* Task objective *
Those lines of the following listing which contain the string "indicate" should be returned.

* Supplied data *
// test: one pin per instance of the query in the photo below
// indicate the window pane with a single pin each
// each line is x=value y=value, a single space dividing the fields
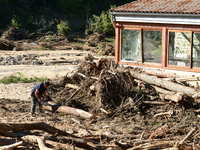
x=152 y=46
x=179 y=49
x=131 y=45
x=196 y=50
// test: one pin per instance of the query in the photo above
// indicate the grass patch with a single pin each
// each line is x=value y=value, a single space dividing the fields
x=20 y=78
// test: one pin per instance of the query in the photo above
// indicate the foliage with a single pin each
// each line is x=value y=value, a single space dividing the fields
x=37 y=15
x=69 y=6
x=14 y=23
x=101 y=24
x=20 y=78
x=63 y=28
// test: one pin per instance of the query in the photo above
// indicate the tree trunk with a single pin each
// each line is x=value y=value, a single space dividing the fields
x=5 y=127
x=70 y=110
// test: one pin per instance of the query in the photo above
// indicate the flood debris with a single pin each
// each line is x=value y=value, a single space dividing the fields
x=133 y=110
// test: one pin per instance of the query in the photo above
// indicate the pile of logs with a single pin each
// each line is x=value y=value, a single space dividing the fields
x=156 y=113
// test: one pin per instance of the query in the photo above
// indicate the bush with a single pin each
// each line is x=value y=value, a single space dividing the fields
x=63 y=28
x=101 y=24
x=20 y=78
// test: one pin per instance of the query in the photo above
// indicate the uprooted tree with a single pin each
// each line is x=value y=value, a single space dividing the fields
x=154 y=112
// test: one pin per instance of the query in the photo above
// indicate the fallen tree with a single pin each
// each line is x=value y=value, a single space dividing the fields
x=163 y=83
x=69 y=110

* Response area *
// indicate the window pane with a single pin each
// indicate the grass patch with a single pin each
// indicate the foliage with a single pin each
// indicate the tree trunk with a single pin each
// indicate the flood debris with a single pin each
// indicate the pile of logs with a single pin each
// indicate the bush with a single pin each
// indicate the uprooted tree with a single pin each
// indicate the fallen tree with a single pin each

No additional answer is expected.